**EXCERPTED TEXT**
⟨

# Esme's new lamb clip(Finally found a groomer i like!!)



## Camille (Feb 3, 2011)

Hey guys, So i tried the new groomers literally 2 minutes from my house, their called C&H royal dog grooming. their just two girls who own a little grooming place. really fair prices 35$ plus tax for basic wash and clip. It took an extra hour to groom her than they said but it was fine because that extra hour... get this... They took that extra hour to just sit on the floor and get Esme to relax with them(My dog is a VERY timid dog. we've been working on a lot of self confidence stuff but she still is nervous). So the fact that they were willing to do that warms my heart. They also told me that if Ive decided to keep them as my groomers, to come over every so often with her even without an appointment so she can get used to them. 

They did a great job on a lamb clip for her and knew exactly what i meant for lamb clip. and also when I mentioned Miami clip(For the summer). They gushed about how adorable she was especially when she ran to me her little arms extended in joy at my return.

⟩

**GIVEN REQUEST**
From the grooming post, extract the part that opens with the words containing "They did a great" and closes with "at my return.", copying it word for word. You won't need the records.

**DATA**

⟨

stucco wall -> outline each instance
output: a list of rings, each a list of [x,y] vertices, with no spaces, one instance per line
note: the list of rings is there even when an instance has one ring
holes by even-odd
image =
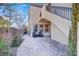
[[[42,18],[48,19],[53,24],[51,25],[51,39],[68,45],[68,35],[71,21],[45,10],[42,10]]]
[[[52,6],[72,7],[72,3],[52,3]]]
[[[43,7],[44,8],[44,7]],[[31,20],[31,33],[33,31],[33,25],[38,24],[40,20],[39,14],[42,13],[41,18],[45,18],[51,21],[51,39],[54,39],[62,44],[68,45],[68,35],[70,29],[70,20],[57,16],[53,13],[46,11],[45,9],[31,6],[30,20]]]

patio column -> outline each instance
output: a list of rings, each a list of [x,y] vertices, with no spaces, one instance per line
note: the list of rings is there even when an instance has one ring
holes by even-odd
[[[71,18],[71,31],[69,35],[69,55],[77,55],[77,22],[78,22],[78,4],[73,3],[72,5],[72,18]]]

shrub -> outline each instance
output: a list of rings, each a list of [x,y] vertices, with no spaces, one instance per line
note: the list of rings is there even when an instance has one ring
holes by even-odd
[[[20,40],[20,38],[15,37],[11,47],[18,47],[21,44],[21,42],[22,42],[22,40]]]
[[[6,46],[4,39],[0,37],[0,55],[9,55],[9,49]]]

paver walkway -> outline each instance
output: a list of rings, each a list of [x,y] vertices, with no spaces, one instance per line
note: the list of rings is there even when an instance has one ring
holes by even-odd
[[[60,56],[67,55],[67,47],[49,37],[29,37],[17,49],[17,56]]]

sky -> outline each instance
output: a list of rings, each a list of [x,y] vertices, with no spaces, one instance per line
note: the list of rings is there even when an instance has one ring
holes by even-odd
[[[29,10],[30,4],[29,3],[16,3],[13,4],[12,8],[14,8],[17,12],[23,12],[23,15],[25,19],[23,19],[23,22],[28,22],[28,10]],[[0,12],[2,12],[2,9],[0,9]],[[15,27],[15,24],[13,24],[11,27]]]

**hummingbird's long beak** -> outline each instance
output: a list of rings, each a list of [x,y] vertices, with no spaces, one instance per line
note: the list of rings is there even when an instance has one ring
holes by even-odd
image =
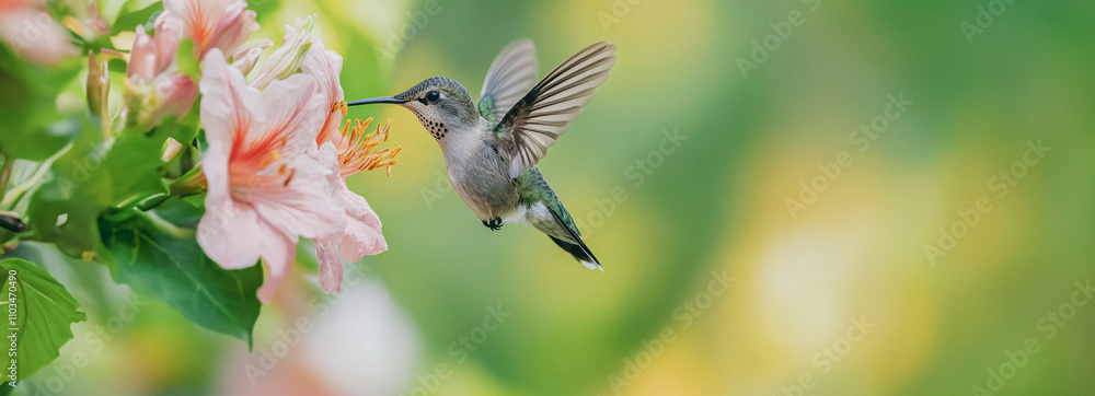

⟩
⟨

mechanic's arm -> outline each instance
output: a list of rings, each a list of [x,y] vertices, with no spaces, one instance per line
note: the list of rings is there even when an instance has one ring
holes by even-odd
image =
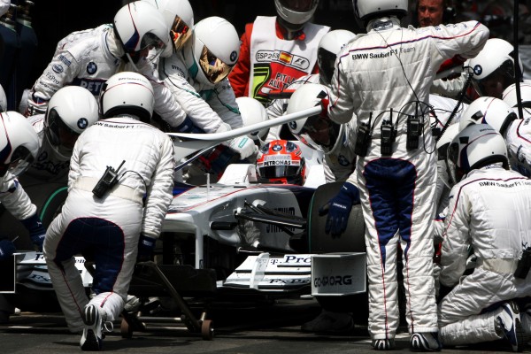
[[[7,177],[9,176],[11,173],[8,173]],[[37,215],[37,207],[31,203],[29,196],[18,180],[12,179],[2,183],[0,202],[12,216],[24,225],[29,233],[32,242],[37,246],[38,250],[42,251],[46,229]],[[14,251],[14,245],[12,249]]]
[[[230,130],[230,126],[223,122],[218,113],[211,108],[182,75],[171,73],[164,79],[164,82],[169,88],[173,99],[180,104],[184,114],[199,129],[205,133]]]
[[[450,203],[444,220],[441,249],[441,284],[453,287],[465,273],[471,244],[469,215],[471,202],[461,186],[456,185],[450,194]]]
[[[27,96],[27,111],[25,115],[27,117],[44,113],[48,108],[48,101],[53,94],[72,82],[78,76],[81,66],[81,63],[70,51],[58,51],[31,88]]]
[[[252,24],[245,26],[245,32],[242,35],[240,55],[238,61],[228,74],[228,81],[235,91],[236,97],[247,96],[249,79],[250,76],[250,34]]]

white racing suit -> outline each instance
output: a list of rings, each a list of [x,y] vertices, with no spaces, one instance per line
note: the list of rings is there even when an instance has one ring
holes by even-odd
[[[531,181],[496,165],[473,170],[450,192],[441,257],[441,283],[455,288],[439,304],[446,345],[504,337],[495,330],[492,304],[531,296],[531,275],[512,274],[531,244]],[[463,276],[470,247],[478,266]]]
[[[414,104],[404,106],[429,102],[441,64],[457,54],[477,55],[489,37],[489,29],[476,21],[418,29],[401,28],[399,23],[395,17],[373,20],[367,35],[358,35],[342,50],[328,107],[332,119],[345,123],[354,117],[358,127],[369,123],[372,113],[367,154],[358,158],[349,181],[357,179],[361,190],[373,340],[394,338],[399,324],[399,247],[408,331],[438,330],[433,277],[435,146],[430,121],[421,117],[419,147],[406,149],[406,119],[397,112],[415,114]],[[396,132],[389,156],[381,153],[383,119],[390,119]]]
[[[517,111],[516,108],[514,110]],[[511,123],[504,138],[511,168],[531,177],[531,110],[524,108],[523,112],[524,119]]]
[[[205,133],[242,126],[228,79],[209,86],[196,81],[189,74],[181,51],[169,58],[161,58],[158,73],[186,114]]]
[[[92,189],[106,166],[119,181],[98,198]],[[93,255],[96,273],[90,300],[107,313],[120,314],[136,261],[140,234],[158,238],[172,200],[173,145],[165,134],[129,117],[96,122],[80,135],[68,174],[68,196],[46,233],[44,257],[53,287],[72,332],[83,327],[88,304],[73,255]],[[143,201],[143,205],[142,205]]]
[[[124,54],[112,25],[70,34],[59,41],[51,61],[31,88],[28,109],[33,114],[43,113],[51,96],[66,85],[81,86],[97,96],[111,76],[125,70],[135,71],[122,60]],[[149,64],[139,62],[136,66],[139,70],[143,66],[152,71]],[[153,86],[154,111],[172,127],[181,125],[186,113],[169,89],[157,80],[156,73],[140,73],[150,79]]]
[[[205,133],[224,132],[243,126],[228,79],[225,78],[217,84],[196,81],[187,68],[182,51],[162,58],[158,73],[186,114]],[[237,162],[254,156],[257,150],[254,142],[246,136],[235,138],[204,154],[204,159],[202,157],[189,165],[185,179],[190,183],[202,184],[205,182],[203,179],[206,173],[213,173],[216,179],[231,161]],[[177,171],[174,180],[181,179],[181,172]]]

⟩

**SOLUTION**
They did a great job on a lamb clip for her and knew exactly what i meant for lamb clip. and also when I mentioned Miami clip(For the summer). They gushed about how adorable she was especially when she ran to me her little arms extended in joy at my return.